Nach den Stellungnahmen der Fraktionen hatten zahlreiche Abgeordnete Redezeit beantragt: Mit großer Mehrheit standen die Abgeordneten hinter der Resolution, die Anerkennung des Genozids stellte niemand direkt infrage. Deutlich wurde vor allem die Kritik am Verhalten der türkischen Regierung und an den Regierungen, die bislang nicht offiziell von einem Genozid sprechen. Mit der Verabschiedung der Resolution versucht das EU-Parlament Druck auf die türkische Regierung auszuüben. Erinnerungen müssten aufrechterhalten werden, um weitere Konflikte zu vermeiden und die Aussöhnung voranzutreiben, hieß es.
Gleichwohl gaben die Abgeordneten zu erkennen, wie wichtig gute Beziehungen zur Türkei sind. Die Entschließung sei keine Aktion gegen das türkische Volk, betonte der SPD-Abgeordnete Arne Lietz. In der Resolution heißt es, man wolle die Türkei ermutigen, den Völkermord an den Armeniern anzuerkennen und aufzuarbeiten. Die Türkei müsse den Weg frei machen für eine "aufrichtige Aussöhnung zwischen dem türkischen und armenischen Volk".
Der türkische Präsident Recep Tayyip Erdogan hatte am Mittwoch den Vorwurf des Völkermordes an den Armeniern im Osmanischen Reich erneut zurückgewiesen und erklärt, dass die moderne Türkei die Armenier im Land gut behandele. Die Türkei lehnt die Einstufung der Armenier-Massaker als Völkermord ab und wirft Armenien vor, den Jahrestag für eine Kampagne zur internationalen Anerkennung des Genozids nutzen zu wollen.
In der Resolution mahnen die Parlamentarier die Türkei, sich die internationalen Beschlüsse und Verträge, insbesondere zur Achtung der Menschenrechte, aber auch die eingegangenen Verpflichtung zu einer objektiven Aufarbeitung der Geschichte bewusst zu machen. Bereits in einer Entschließung vom 18. Juni 1987 hatte das EU-Parlament erklärt, die Verfolgung und Ermordung der Armenier stelle einen Völkermord im Sinne der sogenannten "Konvention zur Verhütung und Bestrafung des Völkermords" dar.

» **BEREITGESTELLTE DATEN**
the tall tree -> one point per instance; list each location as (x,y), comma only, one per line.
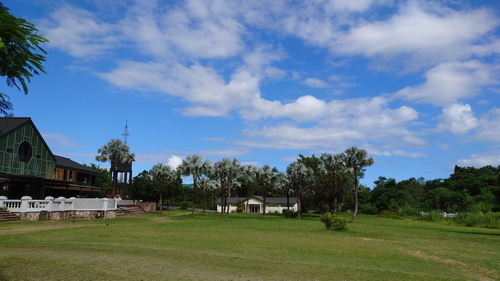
(117,153)
(300,177)
(356,159)
(162,176)
(21,56)
(334,164)
(196,166)
(266,176)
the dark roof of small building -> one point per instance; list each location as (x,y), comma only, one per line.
(8,124)
(69,164)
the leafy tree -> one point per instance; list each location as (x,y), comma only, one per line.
(301,176)
(227,171)
(196,166)
(336,165)
(104,178)
(162,176)
(117,153)
(267,177)
(21,56)
(356,159)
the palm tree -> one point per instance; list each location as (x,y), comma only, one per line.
(248,176)
(335,164)
(117,153)
(356,159)
(266,176)
(300,176)
(227,171)
(162,176)
(194,165)
(206,184)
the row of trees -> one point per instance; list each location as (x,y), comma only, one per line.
(324,178)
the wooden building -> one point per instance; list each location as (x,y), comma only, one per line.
(29,168)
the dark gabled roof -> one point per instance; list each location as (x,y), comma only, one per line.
(68,164)
(9,124)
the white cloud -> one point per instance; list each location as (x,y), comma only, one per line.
(481,160)
(174,161)
(451,81)
(79,32)
(335,124)
(458,119)
(56,139)
(315,83)
(420,34)
(489,127)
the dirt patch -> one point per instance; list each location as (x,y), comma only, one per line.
(382,240)
(421,255)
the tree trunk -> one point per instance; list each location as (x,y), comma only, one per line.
(356,191)
(264,203)
(195,187)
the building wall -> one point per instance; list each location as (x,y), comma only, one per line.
(40,163)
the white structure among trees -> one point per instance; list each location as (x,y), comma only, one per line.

» **ZU ERLEDIGENDE AUFGABE**
Erkläre in einem bis drei Sätzen, warum nach dem Text über die Armenien-Resolution die Erinnerungen aufrechterhalten werden müssten.

» **ERGEBNIS DER AUFGABE**
Die Erinnerungen müssten aufrechterhalten werden, um weitere Konflikte zu vermeiden und die Aussöhnung voranzutreiben. So hieß es in der Debatte der Abgeordneten des EU-Parlaments.